Brief: Extract everything from "Did we get another" down to "unknown later date)" in the thread about server outages below.

Text shown:
§
Did we get another DoS false positive over the night? I think I've got all the servers restarted now.
Down earlier due to a semi-planned move being aborted halfway and the network cable being plugged back into the wrong port (gg triple nic motherboard)
Packet loss about 2 hours ago due to a massive (40+ gbit) ddos on another customer Probably a lot more where that came from too after the recent NTP shite But yeah ddos detection system did its job very effectively (perhaps too effectively)
Down for an hour or so this morning due to a massive mail queue fuck up freezing php-fpm and eventually somehow killing nginx entirely Entirely unrelated to the move, which has not yet occurred (pushed to an unknown later date)
§
Collection entries:
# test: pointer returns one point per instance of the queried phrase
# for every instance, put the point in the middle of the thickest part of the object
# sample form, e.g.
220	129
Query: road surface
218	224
§
Solved exercise:
Did we get another DoS false positive over the night? I think I've got all the servers restarted now.
Down earlier due to a semi-planned move being aborted halfway and the network cable being plugged back into the wrong port (gg triple nic motherboard)
Packet loss about 2 hours ago due to a massive (40+ gbit) ddos on another customer Probably a lot more where that came from too after the recent NTP shite But yeah ddos detection system did its job very effectively (perhaps too effectively)
Down for an hour or so this morning due to a massive mail queue fuck up freezing php-fpm and eventually somehow killing nginx entirely Entirely unrelated to the move, which has not yet occurred (pushed to an unknown later date)